• Фрагмент текста
========================

В 1932 году был создан творческий Союз московских художников. С образованием Союза лучше определилась социальная позиция художника, кончился и «разговор с фининспектором».

В Союзе с первых дней шла интенсивная общественная жизнь, обсуждения выставок и дискуссии сменялись общими собраниями. С самого начала в Союзе развернулась активная борьба за утверждение реалистического искусства, борьба с формализмом, которая со временем начала приобретать все более ожесточенные формы. Сам формализм толковался широко, вкось и вкривь, как угодно и кем угодно.

Первым председателем МОСХа был Вальтер, художник, бывший член АХРРа. Вспоминалось грибоедовское: «А для порядка фельдфебеля в Вольтеры вам дадут». Но настоящего порядка еще долго не было, пришел он позже.

Различное отношение к искусству, к роли художника в общественной жизни приводило к столкновениям идей и тенденций прямо противоположных. Каковы же были результаты этой борьбы?

Иерархия жанров, о которой, казалось, забыли, снова заявила о своих правах. В эти годы с выставок исчезли натюрморты, обнаженные и пейзажи, мотив уступил место сюжету, рассказу, особое место отводилось гражданственности его содержания. Форме отводилась второстепенная, неравноправная роль; всякая форма, которая служила поставленным задачам, была хороша, отсюда и пренебрежение к форме. Крайности борьбы с формализмом, ее ожесточенность вели к разброду, разобщенности в среде художников. Результаты сказались быстро и были печальными. Часть художников начала просто приспосабливаться к новым требованиям, другие вполне искренне «перестраивались», что в том и другом случае вело к искажению их творческой природы.

Достаточно вспомнить судьбу Машкова, вступившего в АХРР, утерявшего свою жизнерадостную агрессивность и начавшего, перестроившись, писать беспомощные картины крымской серии. Последние годы его жизни были потеряны для искусства. Есть, конечно, много других примеров, о них хорошо известно.

Борьба с формализмом продолжалась еще очень долго и стала своего рода традицией. По мере того как эта тема начала истощаться, а формалисты по старости лет уходили из жизни, ценность оставшихся в живых повышалась, превращаясь в символ.

========================

• Постановка задачи
Подхватите отрывок о Союзе московских художников и продолжите его сразу после последнего предложения.

• Фрагмент набора данных
========================

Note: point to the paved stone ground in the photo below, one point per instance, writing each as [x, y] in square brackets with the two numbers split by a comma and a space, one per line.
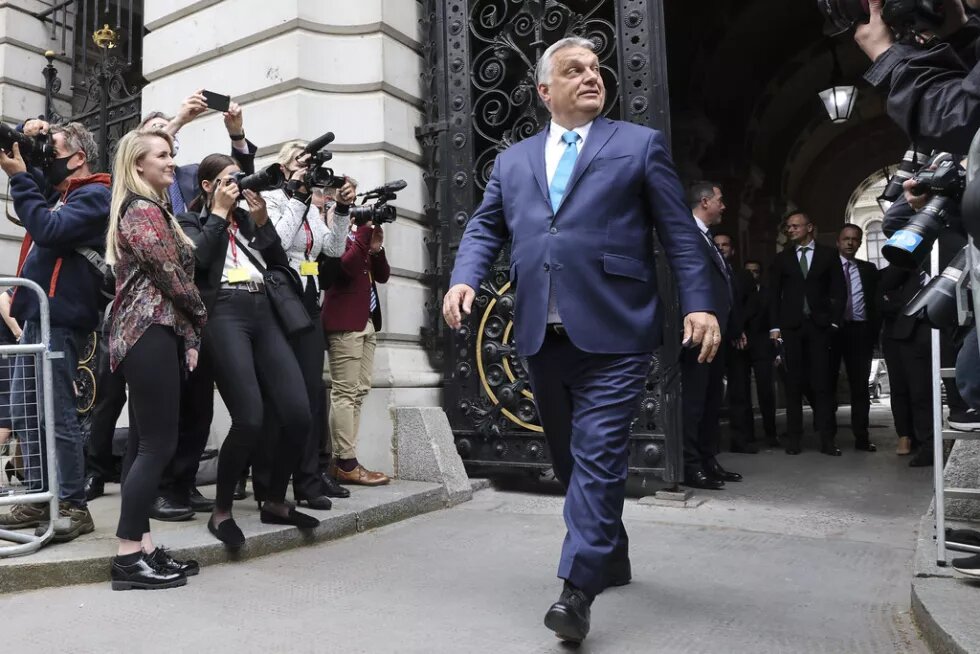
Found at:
[809, 554]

========================

• Результат выполнения
Не всегда было легко во всем этом разобраться, трудно что-нибудь возразить против циркулярного утверждения, что искусство должно быть высокосодержательным, понятным и совершенным по форме. Только образцы этого совершенства не вызывали никакого доверия.

Все обстоятельства этой борьбы привели к нарушению наметившегося процесса обновления нашего искусства и связи его с некоторыми передовыми идеями западной культуры. Борьба эта закончилась полной на два десятилетия победой подновленного реализма, идущего от эпигонов позднего передвижничества, и лишь к концу пятидесятых годов наметилось более широкое понимание роли и значения искусства.

Трудные это были времена. Тогда не очень-то опекали молодежь, не было для них никаких особых привилегий — заказов, домов творчества, стипендий Союза художников и Академии. Где-то мы были предоставлены самим себе. Пределом молодости были тогда двадцать семь лет, а не тридцать пять, как теперь. Дальше ты был уже взрослым. Приходилось заниматься случайной работой, на которую обидно было тратить время.

Вспоминаю Лиду Попову, красивую, умную и насмешливую. В огромной ее комнате с очаровательным видом на Яузскую площадь работала бригада Лисицкого по оформлению советского павильона в Лейпциге. Лида работала тогда в бригаде и заодно делала рисунки к книжке Маяковского «Конь-Огонь». Рисунки эти она делала в одном измерении, в броско-плакатном духе.

За большим столом работали художники бригады: Даня Черкес, Борис Никифоров, Митя Горлов, Кондратьев и другие, которых я сейчас не помню. С потолка свисала трапеция, на которой художники время от времени для разминки раскачивались под яростный лай скочтерьера.

Все попытки приобщить меня к оформительству успеха не имели, душа не лежала. Пробовал по примеру Домье заняться карикатурой. Показал свои рисунки в «Крокодиле», похвалили, сказали: «Хорош рожок, но за горами». Можно было ставить на комиссию в салонах Всекохудожника пейзажи и натюрморты, но я этого не делал, считая профанацией писать на продажу, к тому же у меня был на этот счет печальный опыт.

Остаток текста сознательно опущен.